**Tasks to complete:**
A. Using the passage on the Canada lynx and snowshoe hare, answer these questions:
(i) Which small wild cat is named as a close evolutionary relative of the Canada lynx?
(ii) Up to how many litters can a snowshoe hare give birth to each year?
(iii) About how long after the hare numbers crash does the number of lynx begin to fall?
B. Pick up the passage on the Canada lynx and snowshoe hare after its final sentence and continue writing it.

**Text segment:**
^^^^

• As the snowshoe hare population declines and rises, so does the population of the Canada lynx (Lynx canadensis). It is a classic biological population dynamic between prey and predator. Both species of animal are native to the northern forests of North America. The snowshoe hare makes up the majority of the Canadian lynx diet, and every 10 years or so when the hare population collapses, the lynx population follows suit. As the population rebounds, so too does the lynx.

    The Canada lynx is a close evolutionary relative of the bobcat, another small wild cat species native to North America. The bobcat generally lives in more southerly latitudes of Canada, the United States, and Mexico and is suited to a wider variety of habitats.

    Canada lynx are valued for their furs, and in many parts of Canada (and Alaska in the United States) a legal commercial harvest exists. In some states in Canada and the contiguous United States, trapping of lynx is prohibited due to small population numbers.

    The lynx is a solitary species and, like many species of cats in the wild, it has a defined geographic territory. Male lynx do not take on parental care of young in any known way, although a female lynx with young offspring has been observed to hunt cooperatively with its young, presumably as a teaching technique.

    Scientists who study the Canada lynx, snowshoe hare, and the ecosystem dynamics of their habitat are watching closely as climate change affects factors such as snowfall amounts and forest fire frequency and severity. These types of phenomena may put stressors on the two species, and reduce their ideal habitats.

    1. What is the relationship between the population numbers of snowshoe hare and the Canada lynx?

      Snowshoe hare populations follow a natural cycle of increase and decrease. The hares give birth of up to four litters of young each year, with litters sometimes including more than five young. These young hares mature within one year. As the population numbers increase year to year, the habitat reaches a point where there are not enough plant-based food sources for all of the hares.

      As their population’s increase, so too do numbers of Canada lynx. The lynx prey on the hares; as the habitat runs out of capacity to support the increasing number of hares, the animals near starvation, making them even easier prey for the lynx. With the increase in food availability, lynx numbers rise.

      The population numbers of the hares in this cyclical system will start to crash. With a lag time of about two years, the number of lynx will start to go down as well. Without outside disturbance that causes habitat loss or degradation, this cycle will repeat itself on average every 10 years.

    2. What are the other three species within the same genus—or the biological classification grouping—of the Canada lynx, and where on Earth are they found?

^^^^

(Collection entries)

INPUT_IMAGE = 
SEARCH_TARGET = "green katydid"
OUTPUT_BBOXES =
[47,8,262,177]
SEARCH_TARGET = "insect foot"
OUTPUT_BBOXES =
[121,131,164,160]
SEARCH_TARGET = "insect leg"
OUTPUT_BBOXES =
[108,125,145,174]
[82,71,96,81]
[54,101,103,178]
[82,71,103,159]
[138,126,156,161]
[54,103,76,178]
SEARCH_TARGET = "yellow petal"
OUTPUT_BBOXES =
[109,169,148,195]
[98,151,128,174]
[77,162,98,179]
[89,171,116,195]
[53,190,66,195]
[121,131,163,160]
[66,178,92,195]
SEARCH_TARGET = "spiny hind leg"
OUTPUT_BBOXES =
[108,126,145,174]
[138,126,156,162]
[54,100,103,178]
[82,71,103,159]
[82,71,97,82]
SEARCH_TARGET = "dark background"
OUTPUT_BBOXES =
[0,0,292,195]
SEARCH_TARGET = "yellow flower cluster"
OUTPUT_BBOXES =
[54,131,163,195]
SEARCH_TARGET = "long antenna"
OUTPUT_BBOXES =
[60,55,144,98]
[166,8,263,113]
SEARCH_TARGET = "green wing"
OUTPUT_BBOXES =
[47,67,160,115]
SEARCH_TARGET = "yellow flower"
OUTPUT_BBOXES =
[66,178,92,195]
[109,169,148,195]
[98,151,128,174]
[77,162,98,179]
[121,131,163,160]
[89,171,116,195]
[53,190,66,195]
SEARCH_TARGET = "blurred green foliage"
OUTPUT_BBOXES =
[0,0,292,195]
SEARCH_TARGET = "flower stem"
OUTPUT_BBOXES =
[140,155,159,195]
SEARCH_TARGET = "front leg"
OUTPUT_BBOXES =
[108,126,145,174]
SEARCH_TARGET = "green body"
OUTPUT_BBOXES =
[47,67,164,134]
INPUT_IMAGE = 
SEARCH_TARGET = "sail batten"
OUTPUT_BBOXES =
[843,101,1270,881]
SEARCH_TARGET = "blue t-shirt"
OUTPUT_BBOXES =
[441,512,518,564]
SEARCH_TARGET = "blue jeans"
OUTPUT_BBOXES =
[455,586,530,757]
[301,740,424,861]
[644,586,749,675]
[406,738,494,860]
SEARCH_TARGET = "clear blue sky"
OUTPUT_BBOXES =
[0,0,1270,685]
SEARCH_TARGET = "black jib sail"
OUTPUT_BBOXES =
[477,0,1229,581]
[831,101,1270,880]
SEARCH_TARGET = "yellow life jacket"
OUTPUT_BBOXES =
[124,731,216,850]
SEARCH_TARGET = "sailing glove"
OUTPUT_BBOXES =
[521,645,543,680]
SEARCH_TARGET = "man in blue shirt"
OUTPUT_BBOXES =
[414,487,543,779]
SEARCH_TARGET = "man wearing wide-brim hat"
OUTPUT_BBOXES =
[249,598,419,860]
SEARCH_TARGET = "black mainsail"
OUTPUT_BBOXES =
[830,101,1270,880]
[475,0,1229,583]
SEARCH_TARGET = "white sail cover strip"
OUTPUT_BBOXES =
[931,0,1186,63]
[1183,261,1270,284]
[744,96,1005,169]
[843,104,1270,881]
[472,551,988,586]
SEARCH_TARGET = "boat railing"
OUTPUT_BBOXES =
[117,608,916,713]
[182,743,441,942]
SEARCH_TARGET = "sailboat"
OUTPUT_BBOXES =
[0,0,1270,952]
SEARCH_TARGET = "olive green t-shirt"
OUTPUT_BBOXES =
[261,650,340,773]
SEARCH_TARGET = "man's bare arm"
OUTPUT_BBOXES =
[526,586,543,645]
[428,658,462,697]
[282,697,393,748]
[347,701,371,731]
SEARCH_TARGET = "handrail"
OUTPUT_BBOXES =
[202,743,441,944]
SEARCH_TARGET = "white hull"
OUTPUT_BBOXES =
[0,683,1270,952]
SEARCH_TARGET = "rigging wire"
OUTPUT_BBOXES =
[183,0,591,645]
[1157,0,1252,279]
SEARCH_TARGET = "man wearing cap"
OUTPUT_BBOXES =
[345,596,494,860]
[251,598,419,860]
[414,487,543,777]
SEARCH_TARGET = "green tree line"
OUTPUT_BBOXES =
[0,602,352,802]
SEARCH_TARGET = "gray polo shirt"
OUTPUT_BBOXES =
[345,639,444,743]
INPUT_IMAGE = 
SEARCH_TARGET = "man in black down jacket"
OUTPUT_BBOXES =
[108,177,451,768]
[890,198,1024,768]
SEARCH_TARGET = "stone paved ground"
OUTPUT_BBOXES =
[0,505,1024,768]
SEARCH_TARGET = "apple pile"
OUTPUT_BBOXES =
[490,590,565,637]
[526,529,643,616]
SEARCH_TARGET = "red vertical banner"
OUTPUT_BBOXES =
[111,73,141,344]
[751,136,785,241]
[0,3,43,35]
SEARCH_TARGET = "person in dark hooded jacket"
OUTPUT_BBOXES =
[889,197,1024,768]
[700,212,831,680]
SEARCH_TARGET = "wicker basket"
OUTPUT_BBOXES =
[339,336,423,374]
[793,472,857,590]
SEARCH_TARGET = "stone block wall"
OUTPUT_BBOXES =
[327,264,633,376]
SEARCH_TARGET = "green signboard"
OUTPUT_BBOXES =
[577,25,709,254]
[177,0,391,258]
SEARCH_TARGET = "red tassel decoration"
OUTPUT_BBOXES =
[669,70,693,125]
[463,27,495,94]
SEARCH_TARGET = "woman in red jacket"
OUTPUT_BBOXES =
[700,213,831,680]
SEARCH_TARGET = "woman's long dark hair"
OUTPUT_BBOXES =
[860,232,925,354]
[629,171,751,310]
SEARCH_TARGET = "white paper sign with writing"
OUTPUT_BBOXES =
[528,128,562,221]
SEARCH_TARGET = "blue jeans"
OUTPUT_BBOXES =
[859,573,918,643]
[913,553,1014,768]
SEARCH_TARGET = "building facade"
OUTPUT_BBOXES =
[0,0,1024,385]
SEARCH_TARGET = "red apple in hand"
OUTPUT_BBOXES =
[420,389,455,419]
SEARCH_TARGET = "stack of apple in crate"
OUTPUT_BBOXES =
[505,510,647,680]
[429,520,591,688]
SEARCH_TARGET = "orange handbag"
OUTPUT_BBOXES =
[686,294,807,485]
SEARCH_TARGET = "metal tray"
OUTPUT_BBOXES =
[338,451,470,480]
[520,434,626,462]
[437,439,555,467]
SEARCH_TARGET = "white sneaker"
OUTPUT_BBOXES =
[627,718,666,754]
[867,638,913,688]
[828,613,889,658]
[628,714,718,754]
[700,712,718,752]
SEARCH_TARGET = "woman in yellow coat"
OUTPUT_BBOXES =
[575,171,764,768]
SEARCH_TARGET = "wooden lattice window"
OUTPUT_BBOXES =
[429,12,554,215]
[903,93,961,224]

^^^^

**Outputs for the tasks:**
A.
(i) The bobcat.
(ii) Up to four litters.
(iii) About two years.

B.
      The bobcat, Eurasian lynx, and Iberian lynx are the other three species in the genus known as Lynx. They share many characteristics such as a short tail and tufts of hair on the top of their ears. The bobcat has a wide range that expands across the United States, Mexico, and Canada. The Eurasian lynx is found in many parts of northern and central Europe and Asia, including the Tibetan plateau. The Iberian lynx was once found throughout much of the Iberian Peninsula, but now it is only found in very limited areas in Spain and Portugal.

    3. Are Canadian lynx killed legally for their furs?

      Yes. Trappers have been legally harvesting Canada lynx for their fur for more than two centuries. This still goes on today legally in the northern part of its range, although it is tightly managed by the government in Canada and the United States.

  • Term Part of Speech Definition Encyclopedic Entry
    commercial Adjective

    having to do with the buying and selling of goods and services.

    cooperative Adjective

    able to work with other individuals toward a common goal.

    ecosystem dynamics Plural Noun

    mechanisms of a community and interactions of living and nonliving things in an area.

    frequency Noun

    rate of occurrence, or the number of things happening in a specific area over specific time period.

    habitat Noun

    environment where an organism lives throughout the year or for shorter periods of time.

    Encyclopedic Entry: habitat
    phenomena Plural Noun

    (singular: phenomenon) any observable occurrence or feature.

    population dynamics Plural Noun

    branch of life science that studies patterns in the size and age of specific populations.

    severity Noun

    harshness or intensity.

    solitary Adjective

    alone or preferring to be alone.

    territory Noun

    land an animal, human, or government protects from intruders.